The answer is the data repeated in full, with no pictures included.

*** Begin section ***

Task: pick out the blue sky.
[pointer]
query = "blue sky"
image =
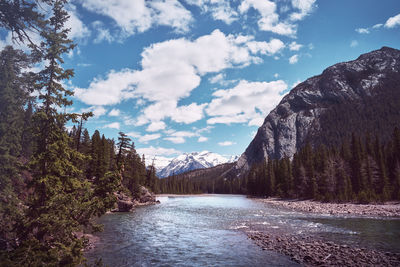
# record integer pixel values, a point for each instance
(192, 75)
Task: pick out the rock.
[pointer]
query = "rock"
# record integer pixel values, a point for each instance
(124, 202)
(298, 117)
(146, 196)
(125, 205)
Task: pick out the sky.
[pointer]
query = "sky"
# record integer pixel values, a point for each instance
(192, 75)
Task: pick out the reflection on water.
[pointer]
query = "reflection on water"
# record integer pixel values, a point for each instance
(207, 231)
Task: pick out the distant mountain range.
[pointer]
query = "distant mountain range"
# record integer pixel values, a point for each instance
(192, 161)
(360, 96)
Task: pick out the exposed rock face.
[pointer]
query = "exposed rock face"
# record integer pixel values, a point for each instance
(146, 196)
(193, 161)
(297, 118)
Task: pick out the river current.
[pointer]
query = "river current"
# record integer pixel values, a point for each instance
(210, 231)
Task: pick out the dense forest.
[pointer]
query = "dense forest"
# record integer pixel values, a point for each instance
(361, 169)
(53, 182)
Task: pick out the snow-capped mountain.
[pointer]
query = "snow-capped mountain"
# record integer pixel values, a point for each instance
(192, 161)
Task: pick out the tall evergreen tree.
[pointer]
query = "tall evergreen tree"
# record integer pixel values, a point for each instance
(62, 201)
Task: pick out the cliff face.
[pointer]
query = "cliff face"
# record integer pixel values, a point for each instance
(328, 107)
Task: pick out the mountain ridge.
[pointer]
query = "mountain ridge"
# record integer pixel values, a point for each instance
(308, 109)
(192, 161)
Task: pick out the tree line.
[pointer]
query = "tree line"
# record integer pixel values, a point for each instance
(361, 169)
(53, 182)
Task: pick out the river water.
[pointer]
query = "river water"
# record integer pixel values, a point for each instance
(210, 231)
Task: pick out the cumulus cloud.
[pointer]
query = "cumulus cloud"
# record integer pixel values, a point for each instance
(179, 137)
(293, 46)
(113, 125)
(247, 102)
(217, 78)
(393, 21)
(219, 9)
(362, 30)
(140, 15)
(157, 151)
(305, 7)
(102, 33)
(269, 20)
(144, 138)
(226, 143)
(97, 110)
(294, 59)
(114, 112)
(156, 126)
(111, 90)
(171, 70)
(202, 139)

*** End section ***

● Answer for this exercise:
Task: pick out the blue sky.
[pointer]
query = "blue sky"
image =
# record integer pixel values, a point for each instance
(192, 75)
Task: pick out the rock.
[pointer]
query = "rock"
# record integer pixel values, a point for each instance
(124, 202)
(298, 117)
(146, 196)
(125, 205)
Task: pick out the sky.
[pointer]
query = "sky"
# record integer pixel values, a point for each instance
(192, 75)
Task: pick out the reflection on water.
[pointer]
query = "reflection on water"
# record integer pixel values, a point for each instance
(207, 231)
Task: pick out the distant mountain range.
[pointer]
query = "distant mountain range"
# record integer pixel values, a point for each instance
(192, 161)
(360, 96)
Task: pick out the exposed rock face.
[pointer]
query = "exposed rock face"
# record integer pixel values, a point for each instance
(146, 196)
(193, 161)
(297, 118)
Task: pick out the river current.
[pointer]
query = "river current"
# record integer pixel values, a point for each instance
(210, 231)
Task: pick out the dense forest.
[pointer]
query = "dense forest"
# record integer pixel values, a point for each instance
(361, 169)
(53, 182)
Task: pick out the snow-capped mountain.
[pointer]
query = "snow-capped mountain"
# record integer pixel values, a point for each instance
(192, 161)
Task: pick out the tall evergreen tree.
[pointer]
query = "tall evergreen tree"
# record integer pixel values, a point for each instance
(62, 201)
Task: pick out the cliff face.
[pointer]
query = "cliff face"
# record integer pixel values, a point for each instance
(328, 107)
Task: pick out the mountain ridge.
[pointer]
query = "mountain ridge"
# record integer pixel values, a point for each instance
(308, 109)
(192, 161)
Task: pick out the tree line.
[pointer]
query = "tree line"
# record integer pixel values, a point for each instance
(361, 169)
(53, 182)
Task: pick out the river water.
[pointer]
query = "river water"
# record integer pixel values, a point for each instance
(210, 231)
Task: pick out the cumulus cloud.
[pointer]
query = "cumulus cloud"
# record integer pixel values, a point for each instance
(179, 137)
(293, 46)
(113, 125)
(247, 102)
(217, 78)
(393, 21)
(219, 9)
(362, 30)
(140, 15)
(157, 151)
(305, 7)
(102, 33)
(269, 20)
(144, 138)
(226, 143)
(97, 110)
(294, 59)
(114, 112)
(156, 126)
(111, 90)
(171, 70)
(202, 139)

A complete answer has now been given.